Provided entries

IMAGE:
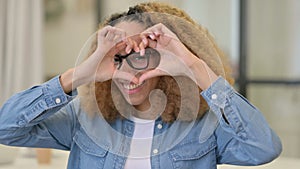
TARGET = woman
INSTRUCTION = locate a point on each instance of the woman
(123, 120)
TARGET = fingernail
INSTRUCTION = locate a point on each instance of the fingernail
(152, 36)
(145, 41)
(128, 51)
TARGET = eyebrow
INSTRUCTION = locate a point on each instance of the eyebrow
(125, 56)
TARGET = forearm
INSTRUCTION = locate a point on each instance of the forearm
(203, 76)
(244, 136)
(26, 110)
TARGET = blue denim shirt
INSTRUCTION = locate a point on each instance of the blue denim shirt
(44, 116)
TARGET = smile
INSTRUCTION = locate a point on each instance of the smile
(132, 86)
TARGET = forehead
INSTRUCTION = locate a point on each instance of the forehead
(130, 27)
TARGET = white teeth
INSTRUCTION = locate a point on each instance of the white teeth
(131, 86)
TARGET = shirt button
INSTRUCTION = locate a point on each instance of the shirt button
(214, 96)
(159, 126)
(57, 100)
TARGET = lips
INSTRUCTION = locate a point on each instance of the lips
(132, 88)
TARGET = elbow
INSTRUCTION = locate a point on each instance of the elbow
(270, 153)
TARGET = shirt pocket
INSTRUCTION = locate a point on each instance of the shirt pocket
(89, 154)
(194, 155)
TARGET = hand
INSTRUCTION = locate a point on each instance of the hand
(173, 52)
(176, 59)
(99, 66)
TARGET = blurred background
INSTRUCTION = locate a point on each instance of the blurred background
(40, 39)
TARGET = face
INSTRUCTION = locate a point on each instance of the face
(135, 94)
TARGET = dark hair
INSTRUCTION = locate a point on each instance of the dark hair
(193, 36)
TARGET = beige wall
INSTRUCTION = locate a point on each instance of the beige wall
(273, 48)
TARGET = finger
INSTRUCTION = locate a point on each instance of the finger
(152, 43)
(102, 32)
(142, 48)
(135, 46)
(129, 46)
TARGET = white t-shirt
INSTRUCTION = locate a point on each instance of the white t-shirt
(140, 150)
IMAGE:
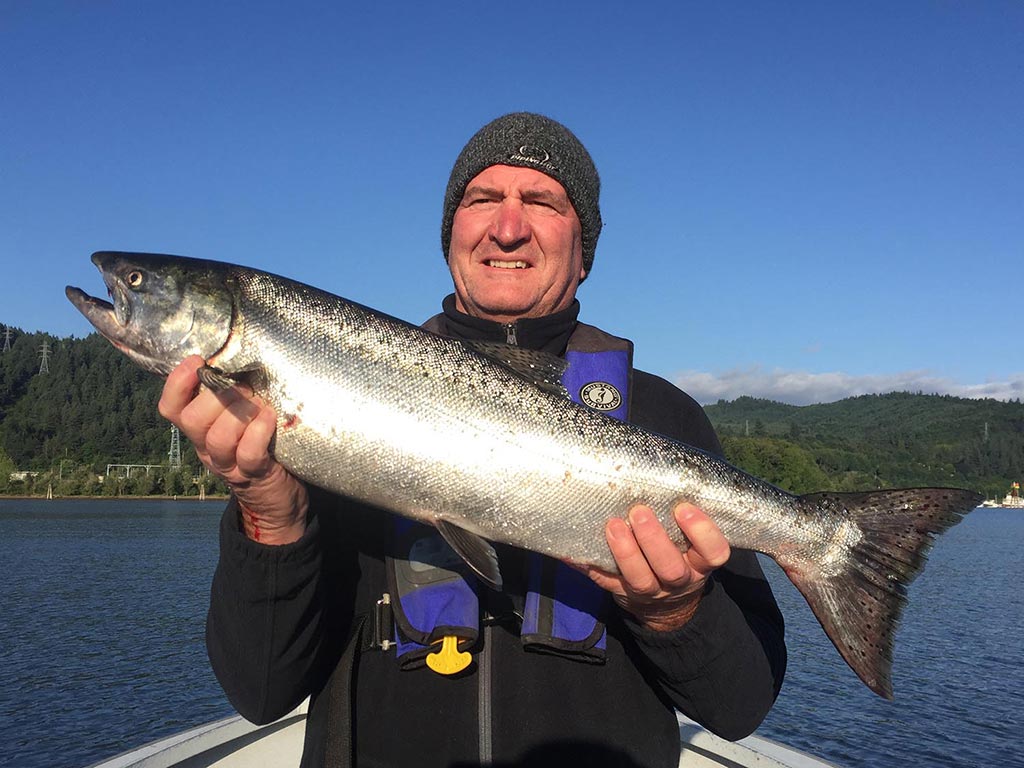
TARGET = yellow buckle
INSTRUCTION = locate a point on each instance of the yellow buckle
(449, 659)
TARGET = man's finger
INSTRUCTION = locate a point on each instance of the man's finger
(180, 388)
(252, 455)
(663, 554)
(630, 558)
(709, 548)
(224, 434)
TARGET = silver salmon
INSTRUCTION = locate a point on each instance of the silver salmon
(482, 441)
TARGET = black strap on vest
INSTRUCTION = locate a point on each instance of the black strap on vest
(338, 752)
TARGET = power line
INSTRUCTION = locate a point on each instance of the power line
(44, 356)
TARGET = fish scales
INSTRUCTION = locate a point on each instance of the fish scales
(427, 427)
(453, 434)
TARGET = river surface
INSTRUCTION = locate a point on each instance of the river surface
(101, 644)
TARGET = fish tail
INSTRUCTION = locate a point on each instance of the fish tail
(859, 598)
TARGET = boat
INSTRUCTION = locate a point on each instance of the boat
(1013, 500)
(235, 742)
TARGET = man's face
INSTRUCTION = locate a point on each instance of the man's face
(516, 246)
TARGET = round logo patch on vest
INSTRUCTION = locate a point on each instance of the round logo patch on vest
(600, 395)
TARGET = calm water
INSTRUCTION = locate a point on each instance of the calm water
(102, 646)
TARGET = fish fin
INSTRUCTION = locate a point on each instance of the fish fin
(477, 552)
(214, 379)
(543, 369)
(860, 599)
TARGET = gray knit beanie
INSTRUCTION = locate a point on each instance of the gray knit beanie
(529, 140)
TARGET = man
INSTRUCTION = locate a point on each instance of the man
(569, 668)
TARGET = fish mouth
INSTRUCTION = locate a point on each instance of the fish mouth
(112, 322)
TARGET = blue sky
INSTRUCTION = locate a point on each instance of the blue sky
(802, 201)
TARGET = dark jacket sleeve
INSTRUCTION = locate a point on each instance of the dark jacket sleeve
(725, 668)
(270, 634)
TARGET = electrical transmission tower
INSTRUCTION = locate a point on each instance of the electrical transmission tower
(44, 356)
(174, 455)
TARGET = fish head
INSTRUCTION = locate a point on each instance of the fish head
(162, 308)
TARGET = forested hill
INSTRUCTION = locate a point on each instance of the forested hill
(95, 407)
(895, 439)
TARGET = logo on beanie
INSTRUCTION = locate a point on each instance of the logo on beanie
(532, 156)
(600, 395)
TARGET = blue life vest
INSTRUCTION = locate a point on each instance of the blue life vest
(435, 598)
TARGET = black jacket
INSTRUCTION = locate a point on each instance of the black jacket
(280, 617)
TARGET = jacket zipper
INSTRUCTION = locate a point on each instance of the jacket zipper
(484, 698)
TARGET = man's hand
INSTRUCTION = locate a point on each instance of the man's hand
(231, 432)
(657, 583)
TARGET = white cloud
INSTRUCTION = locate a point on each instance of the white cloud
(802, 388)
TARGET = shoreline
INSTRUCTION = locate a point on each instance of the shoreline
(124, 497)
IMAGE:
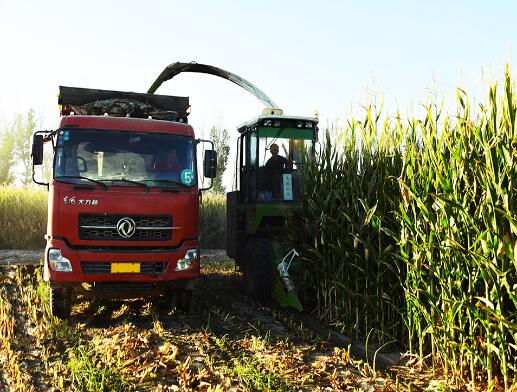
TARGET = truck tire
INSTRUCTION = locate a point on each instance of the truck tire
(257, 267)
(61, 302)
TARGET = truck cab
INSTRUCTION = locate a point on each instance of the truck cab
(123, 206)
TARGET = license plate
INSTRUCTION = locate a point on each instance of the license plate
(123, 268)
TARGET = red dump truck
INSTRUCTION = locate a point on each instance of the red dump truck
(123, 206)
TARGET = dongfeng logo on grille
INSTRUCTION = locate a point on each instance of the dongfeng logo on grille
(126, 227)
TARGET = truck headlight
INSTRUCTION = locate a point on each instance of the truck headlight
(185, 262)
(57, 262)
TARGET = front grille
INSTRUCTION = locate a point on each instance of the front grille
(104, 227)
(96, 268)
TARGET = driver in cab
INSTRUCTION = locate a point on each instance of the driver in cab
(170, 164)
(275, 167)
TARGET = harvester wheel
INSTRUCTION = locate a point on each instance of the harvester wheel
(256, 275)
(61, 302)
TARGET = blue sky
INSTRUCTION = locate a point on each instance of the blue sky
(305, 55)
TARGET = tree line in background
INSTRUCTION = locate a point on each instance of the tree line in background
(15, 152)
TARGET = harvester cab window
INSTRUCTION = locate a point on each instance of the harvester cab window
(279, 169)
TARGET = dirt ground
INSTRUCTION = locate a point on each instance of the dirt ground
(227, 342)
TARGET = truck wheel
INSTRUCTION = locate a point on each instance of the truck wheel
(256, 277)
(60, 302)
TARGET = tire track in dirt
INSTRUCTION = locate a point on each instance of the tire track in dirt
(227, 340)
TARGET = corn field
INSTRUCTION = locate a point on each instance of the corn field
(409, 235)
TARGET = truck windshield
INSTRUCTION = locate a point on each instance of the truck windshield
(124, 158)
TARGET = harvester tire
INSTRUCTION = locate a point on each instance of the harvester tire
(61, 302)
(257, 269)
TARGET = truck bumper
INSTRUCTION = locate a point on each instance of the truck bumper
(91, 265)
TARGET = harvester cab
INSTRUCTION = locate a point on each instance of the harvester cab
(267, 189)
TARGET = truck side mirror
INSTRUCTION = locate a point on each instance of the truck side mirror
(210, 164)
(37, 150)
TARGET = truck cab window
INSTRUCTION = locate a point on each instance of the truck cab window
(150, 158)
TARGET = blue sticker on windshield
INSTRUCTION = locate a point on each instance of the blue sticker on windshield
(187, 177)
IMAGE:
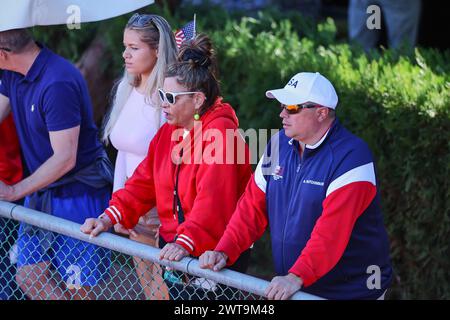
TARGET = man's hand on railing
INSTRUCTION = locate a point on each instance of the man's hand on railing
(281, 288)
(94, 227)
(214, 260)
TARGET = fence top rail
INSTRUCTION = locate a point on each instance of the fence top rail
(123, 245)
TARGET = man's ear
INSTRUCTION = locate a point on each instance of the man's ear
(323, 114)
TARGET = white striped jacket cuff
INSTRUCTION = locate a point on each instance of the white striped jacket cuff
(112, 210)
(184, 239)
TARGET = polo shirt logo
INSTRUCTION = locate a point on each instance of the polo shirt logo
(277, 173)
(316, 183)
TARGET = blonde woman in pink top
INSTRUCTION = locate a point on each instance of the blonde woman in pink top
(135, 117)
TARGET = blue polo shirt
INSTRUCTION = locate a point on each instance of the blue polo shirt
(53, 96)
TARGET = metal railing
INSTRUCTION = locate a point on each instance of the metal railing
(118, 268)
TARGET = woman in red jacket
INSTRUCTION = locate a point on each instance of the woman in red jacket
(10, 173)
(197, 165)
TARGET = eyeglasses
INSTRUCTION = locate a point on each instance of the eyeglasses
(296, 108)
(170, 97)
(140, 20)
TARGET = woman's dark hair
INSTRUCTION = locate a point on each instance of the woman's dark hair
(196, 69)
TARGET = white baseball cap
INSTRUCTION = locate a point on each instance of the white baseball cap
(306, 87)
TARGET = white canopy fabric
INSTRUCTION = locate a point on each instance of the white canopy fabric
(16, 14)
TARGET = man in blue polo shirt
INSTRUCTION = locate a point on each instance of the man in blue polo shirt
(316, 187)
(70, 175)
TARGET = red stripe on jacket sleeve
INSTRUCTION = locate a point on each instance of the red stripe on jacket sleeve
(332, 231)
(138, 195)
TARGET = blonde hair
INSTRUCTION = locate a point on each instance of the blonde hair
(157, 35)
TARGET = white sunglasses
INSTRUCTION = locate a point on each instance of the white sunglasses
(170, 97)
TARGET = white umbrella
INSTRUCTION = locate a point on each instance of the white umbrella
(16, 14)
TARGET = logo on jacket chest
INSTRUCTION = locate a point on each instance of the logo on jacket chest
(277, 173)
(313, 182)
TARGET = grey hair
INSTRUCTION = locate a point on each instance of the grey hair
(157, 35)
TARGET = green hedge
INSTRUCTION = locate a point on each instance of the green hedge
(399, 104)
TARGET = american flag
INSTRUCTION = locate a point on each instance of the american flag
(187, 32)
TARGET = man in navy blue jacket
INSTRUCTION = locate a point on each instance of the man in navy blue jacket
(316, 188)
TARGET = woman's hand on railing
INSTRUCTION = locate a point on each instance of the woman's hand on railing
(283, 287)
(94, 227)
(118, 228)
(173, 252)
(214, 260)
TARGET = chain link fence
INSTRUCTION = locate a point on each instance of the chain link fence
(43, 257)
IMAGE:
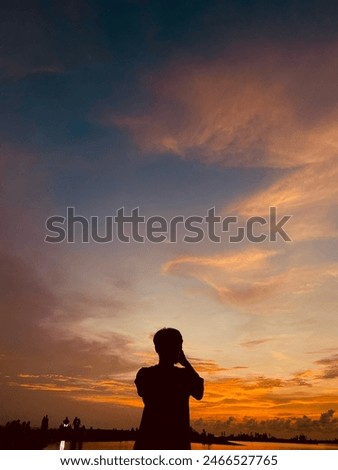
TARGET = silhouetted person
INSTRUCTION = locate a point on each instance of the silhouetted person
(44, 423)
(165, 390)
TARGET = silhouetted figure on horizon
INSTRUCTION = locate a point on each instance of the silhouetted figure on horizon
(44, 423)
(165, 390)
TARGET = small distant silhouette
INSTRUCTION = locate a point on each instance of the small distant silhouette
(66, 423)
(76, 422)
(165, 390)
(44, 423)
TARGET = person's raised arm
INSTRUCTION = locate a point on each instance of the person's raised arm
(196, 381)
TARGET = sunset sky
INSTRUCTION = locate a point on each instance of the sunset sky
(173, 107)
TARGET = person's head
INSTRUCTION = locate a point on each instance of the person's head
(168, 344)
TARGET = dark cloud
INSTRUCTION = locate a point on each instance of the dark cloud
(29, 347)
(330, 365)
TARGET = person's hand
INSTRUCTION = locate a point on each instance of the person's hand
(182, 359)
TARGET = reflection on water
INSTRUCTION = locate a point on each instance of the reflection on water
(128, 445)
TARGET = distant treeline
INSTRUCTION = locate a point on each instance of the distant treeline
(17, 435)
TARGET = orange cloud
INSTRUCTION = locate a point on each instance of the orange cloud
(252, 275)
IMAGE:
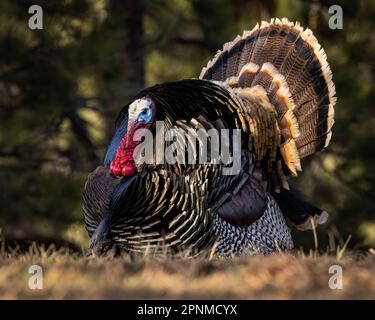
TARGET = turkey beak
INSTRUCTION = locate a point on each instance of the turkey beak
(100, 242)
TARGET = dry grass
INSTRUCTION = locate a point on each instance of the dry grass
(281, 276)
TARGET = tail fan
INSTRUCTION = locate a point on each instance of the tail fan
(284, 62)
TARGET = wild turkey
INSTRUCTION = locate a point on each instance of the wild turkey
(274, 84)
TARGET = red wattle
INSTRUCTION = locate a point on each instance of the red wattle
(122, 163)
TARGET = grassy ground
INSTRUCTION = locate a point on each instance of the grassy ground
(281, 276)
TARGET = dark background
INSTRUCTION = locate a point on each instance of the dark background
(61, 88)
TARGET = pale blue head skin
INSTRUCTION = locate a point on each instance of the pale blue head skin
(141, 111)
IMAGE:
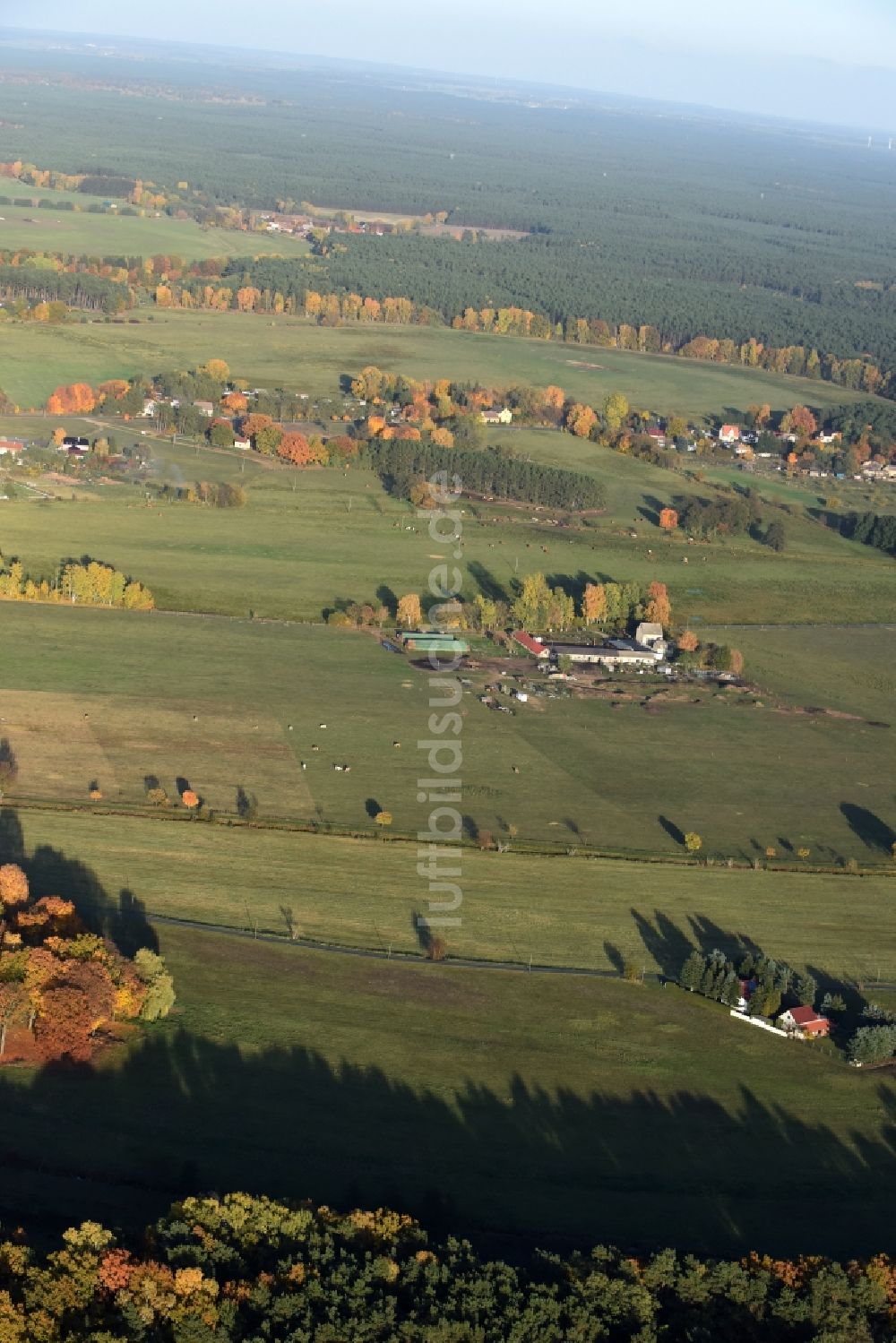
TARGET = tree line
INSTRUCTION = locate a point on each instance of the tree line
(62, 987)
(241, 1267)
(77, 290)
(277, 285)
(78, 581)
(766, 984)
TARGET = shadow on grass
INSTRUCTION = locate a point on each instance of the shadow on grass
(557, 1167)
(869, 828)
(512, 1162)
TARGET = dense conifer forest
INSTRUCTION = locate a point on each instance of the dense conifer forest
(688, 222)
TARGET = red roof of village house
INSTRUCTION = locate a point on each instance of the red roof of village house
(530, 643)
(809, 1020)
(805, 1014)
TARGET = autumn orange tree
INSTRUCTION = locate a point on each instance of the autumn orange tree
(594, 603)
(62, 985)
(409, 610)
(77, 399)
(659, 607)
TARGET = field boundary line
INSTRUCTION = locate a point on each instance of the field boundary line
(521, 849)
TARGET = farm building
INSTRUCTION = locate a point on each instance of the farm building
(613, 654)
(804, 1020)
(435, 643)
(649, 634)
(530, 643)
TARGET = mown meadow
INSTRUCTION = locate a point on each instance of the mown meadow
(292, 352)
(516, 1108)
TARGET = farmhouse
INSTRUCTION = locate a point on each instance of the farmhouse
(804, 1020)
(611, 654)
(649, 634)
(530, 645)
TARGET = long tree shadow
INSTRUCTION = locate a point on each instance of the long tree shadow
(675, 831)
(869, 828)
(552, 1166)
(509, 1160)
(51, 872)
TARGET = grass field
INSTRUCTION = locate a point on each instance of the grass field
(309, 540)
(293, 353)
(519, 1108)
(131, 236)
(115, 696)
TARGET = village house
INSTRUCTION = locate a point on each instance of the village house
(649, 635)
(530, 643)
(804, 1020)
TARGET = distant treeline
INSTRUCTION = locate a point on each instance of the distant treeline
(236, 1267)
(75, 290)
(493, 306)
(403, 465)
(872, 529)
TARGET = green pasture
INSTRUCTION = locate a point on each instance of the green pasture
(516, 1108)
(292, 352)
(110, 697)
(519, 907)
(309, 540)
(110, 234)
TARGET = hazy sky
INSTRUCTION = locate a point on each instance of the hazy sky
(820, 59)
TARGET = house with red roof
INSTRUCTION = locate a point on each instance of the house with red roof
(804, 1020)
(530, 645)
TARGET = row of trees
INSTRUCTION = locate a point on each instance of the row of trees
(241, 1267)
(715, 976)
(406, 466)
(871, 528)
(212, 495)
(65, 986)
(80, 581)
(770, 982)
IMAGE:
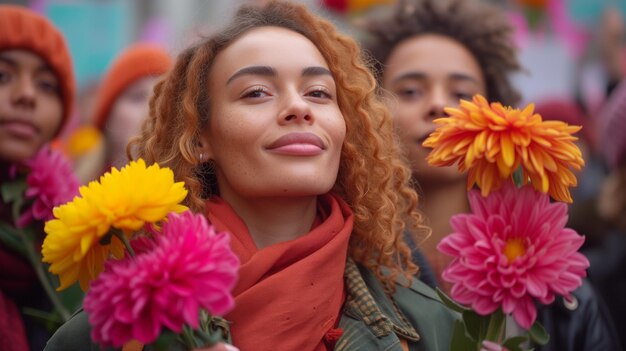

What this task involves
Pull out every line of the data above that contains the word "cuff", and copy each one in full.

Task answer
TARGET = white striped jacket cuff
INSTRUCTION = locate a point on each instance of the white striped jacket cuff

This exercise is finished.